What is needed: Without including any pictures, write out the listing below exactly.

━━━ Records provided

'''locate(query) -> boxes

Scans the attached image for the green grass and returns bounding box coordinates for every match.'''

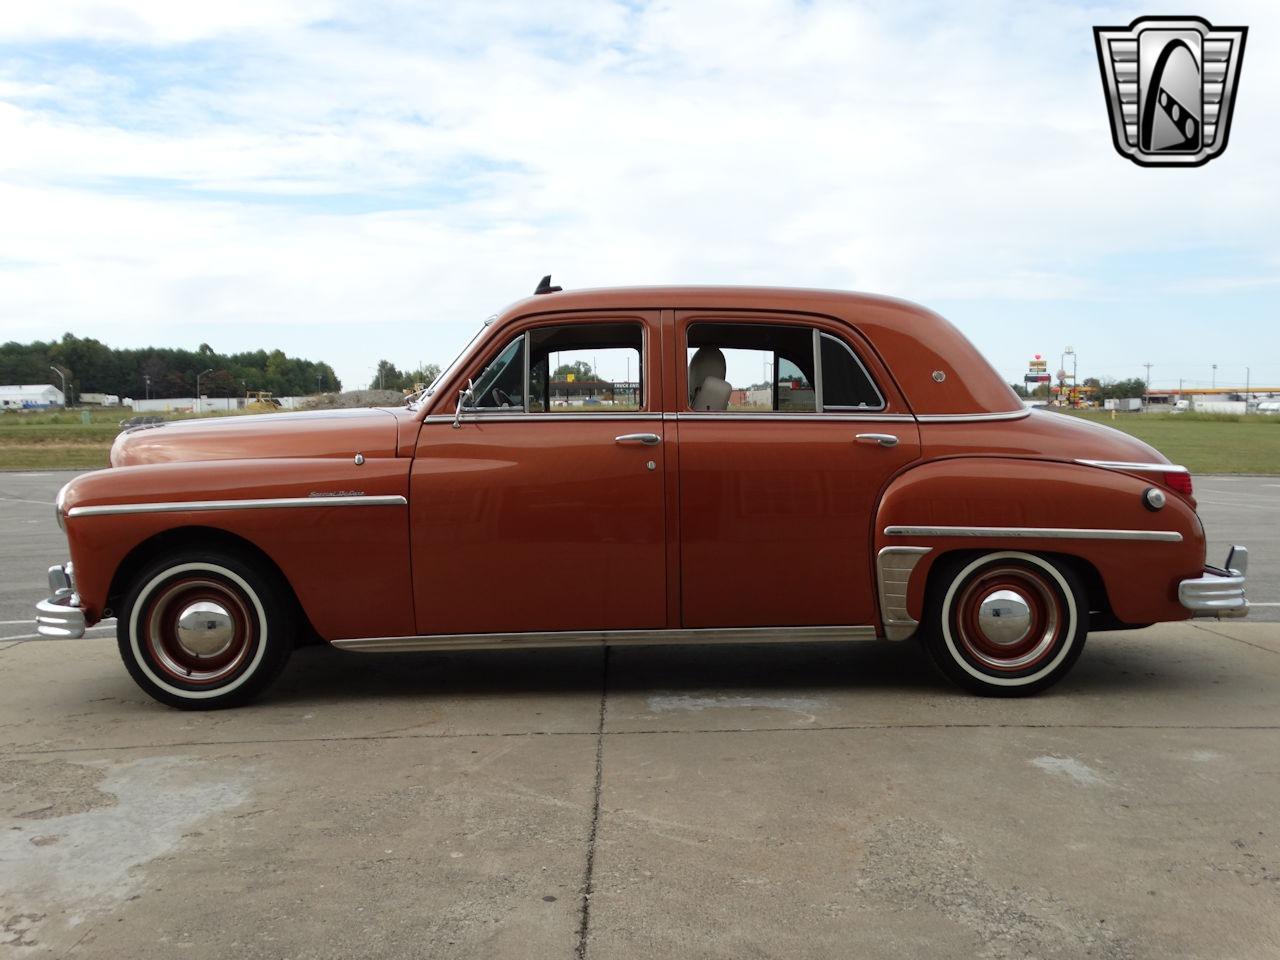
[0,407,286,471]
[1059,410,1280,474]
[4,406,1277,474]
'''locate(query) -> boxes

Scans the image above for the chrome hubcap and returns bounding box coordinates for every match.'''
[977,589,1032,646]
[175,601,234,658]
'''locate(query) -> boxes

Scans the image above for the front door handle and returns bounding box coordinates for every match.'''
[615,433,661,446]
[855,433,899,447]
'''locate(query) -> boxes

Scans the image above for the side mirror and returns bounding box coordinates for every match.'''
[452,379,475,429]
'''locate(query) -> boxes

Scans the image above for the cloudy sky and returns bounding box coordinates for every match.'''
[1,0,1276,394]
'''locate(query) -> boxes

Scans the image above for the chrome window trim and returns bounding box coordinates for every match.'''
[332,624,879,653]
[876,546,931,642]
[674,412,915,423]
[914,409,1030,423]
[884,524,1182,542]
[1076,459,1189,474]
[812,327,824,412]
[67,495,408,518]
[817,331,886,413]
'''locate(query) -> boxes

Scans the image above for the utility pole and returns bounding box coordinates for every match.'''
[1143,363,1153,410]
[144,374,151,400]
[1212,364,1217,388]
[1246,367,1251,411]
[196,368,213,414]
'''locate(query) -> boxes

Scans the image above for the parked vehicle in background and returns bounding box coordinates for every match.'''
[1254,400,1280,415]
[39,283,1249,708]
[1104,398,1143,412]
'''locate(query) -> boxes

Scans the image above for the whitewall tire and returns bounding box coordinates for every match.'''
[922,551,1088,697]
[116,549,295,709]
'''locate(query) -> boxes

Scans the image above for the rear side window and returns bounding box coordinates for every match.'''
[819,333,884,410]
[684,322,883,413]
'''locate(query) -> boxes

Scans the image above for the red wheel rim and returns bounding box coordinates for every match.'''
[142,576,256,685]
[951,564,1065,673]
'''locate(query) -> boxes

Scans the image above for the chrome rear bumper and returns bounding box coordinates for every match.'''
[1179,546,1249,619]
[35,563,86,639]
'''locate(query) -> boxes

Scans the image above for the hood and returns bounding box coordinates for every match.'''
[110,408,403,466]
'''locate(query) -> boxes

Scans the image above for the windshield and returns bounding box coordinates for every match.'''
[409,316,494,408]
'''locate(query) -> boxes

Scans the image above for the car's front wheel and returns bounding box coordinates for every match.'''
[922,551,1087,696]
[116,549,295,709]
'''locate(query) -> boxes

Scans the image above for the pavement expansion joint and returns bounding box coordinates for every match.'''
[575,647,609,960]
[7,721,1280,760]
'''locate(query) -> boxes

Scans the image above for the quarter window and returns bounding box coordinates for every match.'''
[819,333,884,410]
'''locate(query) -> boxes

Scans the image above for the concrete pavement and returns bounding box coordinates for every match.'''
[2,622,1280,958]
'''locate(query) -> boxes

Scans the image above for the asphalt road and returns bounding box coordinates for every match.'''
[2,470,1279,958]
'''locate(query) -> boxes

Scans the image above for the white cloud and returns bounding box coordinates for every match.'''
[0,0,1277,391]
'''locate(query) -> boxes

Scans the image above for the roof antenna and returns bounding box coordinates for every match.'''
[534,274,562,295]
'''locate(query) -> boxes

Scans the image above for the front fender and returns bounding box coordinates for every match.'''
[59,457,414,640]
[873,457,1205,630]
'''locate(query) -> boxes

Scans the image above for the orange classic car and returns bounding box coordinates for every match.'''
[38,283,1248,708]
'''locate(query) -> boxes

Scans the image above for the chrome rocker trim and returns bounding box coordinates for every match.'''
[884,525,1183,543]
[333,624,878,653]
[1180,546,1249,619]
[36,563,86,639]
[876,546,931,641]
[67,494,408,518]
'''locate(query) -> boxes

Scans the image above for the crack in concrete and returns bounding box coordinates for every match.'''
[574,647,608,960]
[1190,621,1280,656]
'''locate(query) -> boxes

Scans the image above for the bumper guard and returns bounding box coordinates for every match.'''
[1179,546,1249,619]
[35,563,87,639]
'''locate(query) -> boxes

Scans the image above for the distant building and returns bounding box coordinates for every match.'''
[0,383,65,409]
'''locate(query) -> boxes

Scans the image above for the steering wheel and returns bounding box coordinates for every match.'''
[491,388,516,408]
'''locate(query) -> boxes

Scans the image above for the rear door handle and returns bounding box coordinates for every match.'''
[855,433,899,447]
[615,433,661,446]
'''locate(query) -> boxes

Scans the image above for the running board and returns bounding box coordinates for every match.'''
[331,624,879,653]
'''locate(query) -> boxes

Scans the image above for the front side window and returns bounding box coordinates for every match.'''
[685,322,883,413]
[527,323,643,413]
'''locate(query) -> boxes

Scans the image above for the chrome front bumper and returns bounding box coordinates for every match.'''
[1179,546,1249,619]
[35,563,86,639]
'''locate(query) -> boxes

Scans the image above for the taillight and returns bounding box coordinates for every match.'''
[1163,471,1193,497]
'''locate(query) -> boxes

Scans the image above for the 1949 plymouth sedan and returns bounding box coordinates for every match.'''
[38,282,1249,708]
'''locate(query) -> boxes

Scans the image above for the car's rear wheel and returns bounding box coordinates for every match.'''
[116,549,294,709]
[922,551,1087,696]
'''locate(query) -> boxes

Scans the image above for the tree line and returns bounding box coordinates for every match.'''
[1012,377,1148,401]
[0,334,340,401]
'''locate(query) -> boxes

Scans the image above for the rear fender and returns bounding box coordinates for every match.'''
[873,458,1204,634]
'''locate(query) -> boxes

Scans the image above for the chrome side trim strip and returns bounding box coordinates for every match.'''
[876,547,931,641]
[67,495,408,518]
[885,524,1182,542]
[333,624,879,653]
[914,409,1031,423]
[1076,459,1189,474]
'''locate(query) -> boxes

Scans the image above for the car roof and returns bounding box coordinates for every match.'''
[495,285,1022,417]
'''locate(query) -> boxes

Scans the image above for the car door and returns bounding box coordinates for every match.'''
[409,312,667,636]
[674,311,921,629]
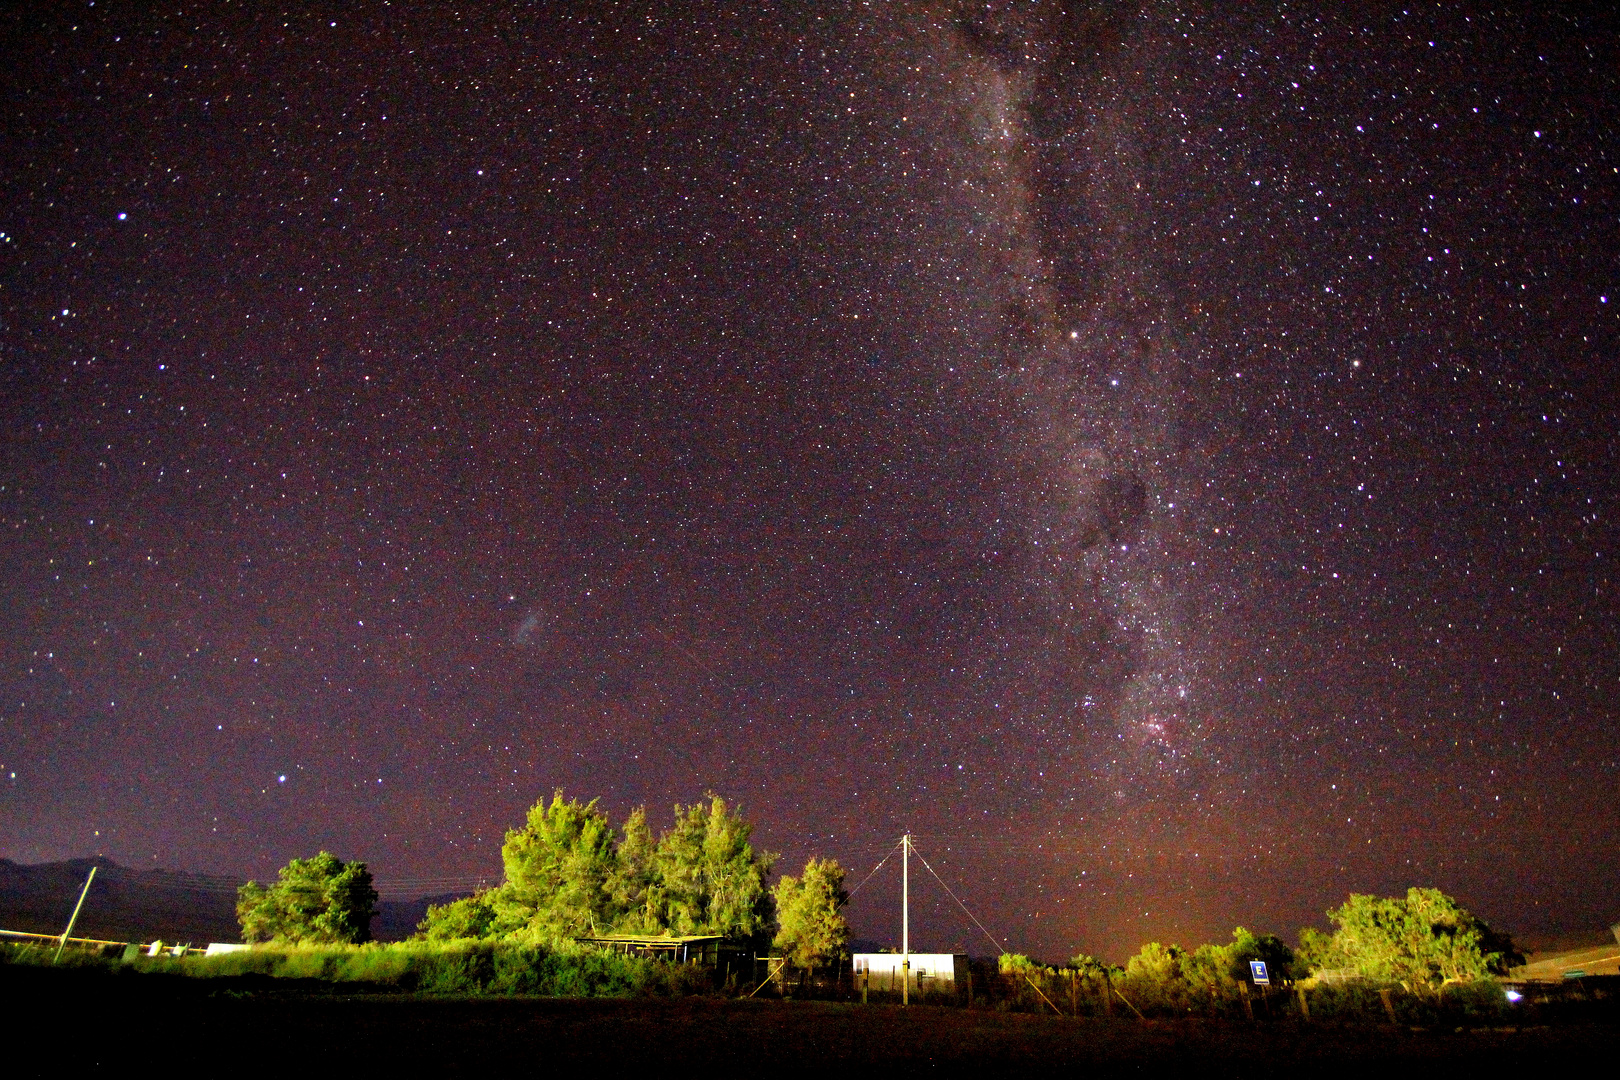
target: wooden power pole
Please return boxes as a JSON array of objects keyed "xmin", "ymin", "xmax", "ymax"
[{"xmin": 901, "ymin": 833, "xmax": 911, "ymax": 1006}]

━━━━━━

Output of the task:
'''locate(query) -> boxes

Scans the attached image for the green grass and returns bounding box coordinates for every match.'''

[0,407,286,471]
[1059,410,1280,474]
[4,406,1277,474]
'''locate(query) -> boxes

Scans the image above for the chrome hubcap and returns bounding box coordinates for every match.'''
[977,589,1032,646]
[175,601,234,658]
'''locate(query) -> boxes

Scans the image above for the front door handle and returns bounding box coordinates for every match.'''
[615,433,661,446]
[855,433,899,447]
'''locate(query) -> boxes

Scans the image above for the side mirror and returns bounding box coordinates for every match.'''
[452,379,475,429]
'''locate(query) -> boxes

Scans the image above for the cloudy sky and returns bounding box coordinates for every match.'''
[1,0,1276,394]
'''locate(query) -> boxes

Scans the image above for the chrome window trim and returns bounding box coordinates for every match.'''
[332,624,879,653]
[876,546,931,642]
[674,412,915,423]
[914,409,1030,423]
[884,524,1182,542]
[1076,459,1189,474]
[812,327,824,412]
[67,495,408,518]
[817,331,886,413]
'''locate(query) -> boxes

Scans the image above for the utility pole and returns bounding box coordinates for every match.'''
[1143,363,1153,410]
[144,374,151,400]
[1212,364,1217,388]
[1246,367,1251,411]
[196,368,213,414]
'''locate(query) -> boxes

Scans the image above for the parked vehicle in background and returns bounding box coordinates for every match.'''
[1254,400,1280,415]
[39,283,1249,708]
[1104,398,1143,412]
'''locate(query) -> boxes

Scans the image above for the whitewall tire and returns bounding box coordinates for every match.'''
[922,551,1088,697]
[116,549,295,709]
'''locate(query) -> boxes

Scans the image above for the rear side window and returns bounding box coordinates for every match.'''
[819,333,884,410]
[684,322,883,413]
'''locate(query) -> boxes

Scans the image above for the red wheel rim and returns bounding box coordinates for every match.'''
[142,576,256,685]
[951,564,1065,673]
'''locate(query) -> boxes

Scans the image above for the chrome rear bumper and returns bounding box coordinates for every match.'''
[1179,546,1249,619]
[35,563,86,639]
'''locate(query) -> boxes

Scans the image above for the hood and returns bounding box coordinates for every match.'''
[110,408,403,466]
'''locate(query) -> boxes

Scans the image above for the windshield and returns bounding box coordinates for every match.'''
[409,316,494,408]
'''locate(query) -> boxes

Scans the image above for the car's front wheel and returns bounding box coordinates for every match.'''
[922,551,1087,696]
[116,549,295,709]
'''locate(query) -> boxes

Scans the image above for the pavement expansion joint and returns bounding box coordinates for every match.'''
[575,647,609,960]
[7,721,1280,760]
'''locate(query) -> boxes

Scans the image above for the quarter window and returns bounding box coordinates for every match.'''
[819,333,884,410]
'''locate(query) -> boxes

Scans the image above for the concrete pavement and returns bounding box coordinates for every match.'''
[2,622,1280,958]
'''locate(query) -> boxes

Scans the image above for the asphalt road and returns bounding box coordinates for every match.'''
[2,470,1279,958]
'''locate(query) -> boxes

Scans the image above for the white cloud and returns bounding box coordinates for every match.'''
[0,0,1277,391]
'''locate(query) -> boxes

Scans the image above for the roof antenna and returns bounding box coordinates for every match.'''
[534,274,562,295]
'''locate(query) -> boxes

Scans the image above for the front fender and returns bounding box coordinates for every match.'''
[59,457,414,640]
[873,457,1205,630]
'''locate(query) -> boxes

Scans the image above for the orange classic car and returns bounding box coordinates for every match.'''
[38,283,1248,708]
'''locate(query) -> boxes

Scans the image above for the chrome rocker trim and returns bounding box coordinates for every match.'''
[884,525,1183,543]
[333,624,878,653]
[1180,546,1249,619]
[36,563,86,639]
[876,546,931,641]
[67,494,408,518]
'''locate(query) -> boxes

Scans the image above for the crack in concrete and returns bounding box coordinates for every match.'''
[574,647,608,960]
[1190,621,1280,656]
'''locate(query) -> boxes

Scans the image above for the bumper guard and returns bounding box coordinates for every match.'''
[1179,546,1249,619]
[35,563,87,639]
'''locate(query) -> boxes

Scans the image above for the distant building and returns bounding box coordinates for every match.'''
[0,383,65,409]
'''locate(query) -> boxes

Scans the image above for the steering wheel and returns bounding box coordinates for every match.'''
[491,388,516,408]
'''locate(query) -> boxes

Scans the image above for the rear door handle and returns bounding box coordinates for every match.'''
[855,433,899,447]
[615,433,661,446]
'''locate(query) -> boxes

Scans the image above for the running board and returns bounding box coordinates for every match.'''
[331,624,879,653]
'''locate(query) -> boxes

Scans the image above for the front side window and returns bounding box coordinates for every match.'''
[685,322,883,413]
[527,323,643,413]
'''locate(query) -> boxes

Scans the image above for the chrome front bumper and returns bounding box coordinates for every match.'''
[1179,546,1249,619]
[35,563,86,639]
'''locate(query) -> boxes

Scans the image above for the taillight and returns bounding box coordinates for every match.'''
[1163,471,1193,497]
'''locate(query) -> boxes

Scans the image above for the 1949 plymouth sedan and returns bounding box coordinates for every match.'''
[38,282,1249,708]
'''locate(query) -> boxes

Scans the image above for the car's rear wheel and returns bounding box coordinates for every match.'''
[116,549,294,709]
[922,551,1087,696]
'''locate(query) -> boxes

Scans the image above for the tree line and returns bounding box coordinates for every match.'''
[1012,377,1148,401]
[0,334,340,401]
'''locate(query) -> boxes

Scans the image above for the rear fender and returns bounding box coordinates for every match.'''
[873,458,1204,634]
'''locate(query) -> boxes

Scans the image above for the chrome side trim strip and returns bounding box coordinates for every match.'''
[876,547,931,641]
[67,495,408,518]
[885,524,1182,542]
[333,624,879,653]
[914,409,1031,423]
[1076,459,1189,474]
'''locate(query) -> boxes

Scans the image above for the car roof and returns bounding box coordinates for every match.'''
[495,285,1022,417]
'''locate(query) -> boxes

Scans the image above for the car door and returns bounding box coordinates for every match.'''
[409,312,667,636]
[674,311,921,629]
target: wooden power pole
Please return boxes as a JSON array of objects keyed "xmin", "ymin", "xmax", "ymax"
[{"xmin": 901, "ymin": 833, "xmax": 911, "ymax": 1006}]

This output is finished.